■ TRECHO DE ORIGEM
UMA QUESTÃO EPISTEMOLÓGICA

“Protágoras, provavelmente o sofista mais influente em Atenas, é quase sempre chamado ‘pai do humanismo’ pelos historiadores modernos. Sua famosa máxima, ‘homo mensura’, declara que ‘o homem é a medida de todas as coisas’ [...]. Para Protágoras, o conhecimento começa e termina com o ser humano. Todo conhecimento humano restringe-se às nossas percepções, e as percepções diferem de pessoa para pessoa. [...] Percepção é realidade. Dessa forma, algo pode ser verdadeiro para uma pessoa e falso para outra. Isso é correto, com certeza, com respeito a preferências [...]. Protágoras, porém, vai além do aspecto subjetivo da preferência, passando a reduzir toda a realidade a uma questão de preferência” (SPROUL, p. 31). Portanto, em Protágoras, temos o antônimo da proposta epistemológica agostiniana e, no fundo, a essência de toda proposta não-bíblica. Enquanto Agostinho (e acreditamos que a própria Bíblia) propõe que o fundamento da epistemologia, a pedra angular de todo o entendimento, a condição sine qua non para o conhecimento, em suma: a panaceia epistemológica, é a teorização teo-referente, Protágoras deixa claro que o homem é a medida de todas as coisas.
Entretanto, não se trata aqui na mera pressuposição de que as percepções sensoriais humanas são perfeitamente competentes para reproduzir o mundo, ou que a nossa razão encerra tudo que pode existir ou não. Protágoras está argumentando mais ao sabor pós-modernista*. É quase um construtivista ontológico (quando formos expor o pós-modernismo trabalharemos essa questão). E Protágoras não está só. Górgias, segundo Sproul, está com ele: “Górgias é conhecido por introduzir o ceticismo radical. Ele deu as costas à filosofia e dedicou-se à retórica. Essa disciplina enfocava a arte da persuasão no discurso público. O objetivo da retórica não era proclamar a verdade, mas atingir objetivos por meio da persuasão. Górgias negou que houvesse qualquer verdade. [...] Suas ideias não são muito diferentes das dos relativistas de hoje...” (SPROUL, p.30).
Na verdade, em certo sentido, não deixam de ser racionalistas. São seus raciocínios que, sem um pressuposto adequado e devidamente justificado, os faz concluir que não há verdade alguma. Portanto, no final das contas, estão confiando na razão para dizer que ela não é confiável. Entretanto, o fazem como o cético no empirismo que nota haverem enganos nas percepções e disso questionam-se em qual momento não há engano. Os sofistas parecem perceber que os diversos raciocínios levam a conclusões controvertidas e não sabem como decidir-se entre as muitas alternativas. Parece que a inabilidade teórica, a falta de poder para resolver controvérsias e disputas filosóficas, desemboca no ceticismo*.

■ ENUNCIADO 1
No trecho sobre os sofistas, qual é a famosa máxima de Protágoras e o que ela declara?
O trecho e os registros não têm relação entre si.

[Registros]
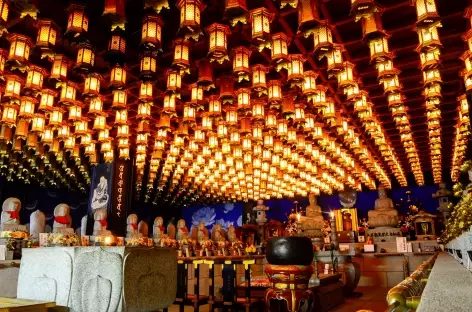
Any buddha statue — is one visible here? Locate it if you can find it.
[368,186,398,228]
[300,193,324,235]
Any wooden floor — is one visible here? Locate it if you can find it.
[169,287,388,312]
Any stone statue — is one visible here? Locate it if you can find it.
[300,193,324,236]
[138,220,149,237]
[368,186,398,228]
[93,209,109,236]
[29,210,46,240]
[152,217,165,240]
[252,199,269,225]
[126,213,138,237]
[176,219,188,240]
[0,197,21,227]
[52,204,71,233]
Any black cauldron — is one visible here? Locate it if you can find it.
[266,236,313,265]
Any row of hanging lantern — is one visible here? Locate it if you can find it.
[354,3,424,185]
[313,4,406,187]
[451,94,470,182]
[415,0,442,184]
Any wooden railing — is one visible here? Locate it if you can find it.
[385,254,437,312]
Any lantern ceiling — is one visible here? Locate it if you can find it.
[0,0,472,204]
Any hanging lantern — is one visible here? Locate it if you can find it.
[66,4,89,37]
[249,7,274,43]
[141,15,162,49]
[177,0,205,40]
[412,0,440,27]
[3,75,24,100]
[111,90,128,109]
[18,96,37,120]
[7,34,33,65]
[76,43,95,70]
[50,55,70,81]
[166,69,182,93]
[1,103,18,127]
[252,64,269,92]
[84,73,102,96]
[110,65,127,89]
[206,23,231,64]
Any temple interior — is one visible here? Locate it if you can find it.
[0,0,472,312]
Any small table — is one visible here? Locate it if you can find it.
[0,297,56,312]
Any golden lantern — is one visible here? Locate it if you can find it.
[108,33,126,53]
[141,15,162,48]
[162,94,175,114]
[50,55,70,81]
[59,82,79,105]
[84,73,102,96]
[172,39,190,70]
[166,69,182,92]
[18,96,37,120]
[111,90,128,109]
[66,4,89,35]
[287,54,306,83]
[252,64,269,92]
[31,114,46,134]
[412,0,440,27]
[76,43,95,69]
[136,102,152,119]
[1,103,18,127]
[249,7,274,42]
[3,75,24,99]
[206,23,231,64]
[416,26,442,52]
[7,34,33,64]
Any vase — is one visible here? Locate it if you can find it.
[266,236,313,265]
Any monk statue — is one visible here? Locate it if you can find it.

■ ENUNCIADO 2
Reescreva os registros começando no início deles e terminando na linha que contém "[169,287,388,312]", trocando "wooden floor" por "stone floor" e mantendo todo o resto igual. Deixe as imagens fora da resposta.

■ RESPOSTA COMPLETA 1
A máxima é "homo mensura", que declara que "o homem é a medida de todas as coisas".

■ RESPOSTA COMPLETA 2
Any buddha statue — is one visible here? Locate it if you can find it.
[368,186,398,228]
[300,193,324,235]
Any stone floor — is one visible here? Locate it if you can find it.
[169,287,388,312]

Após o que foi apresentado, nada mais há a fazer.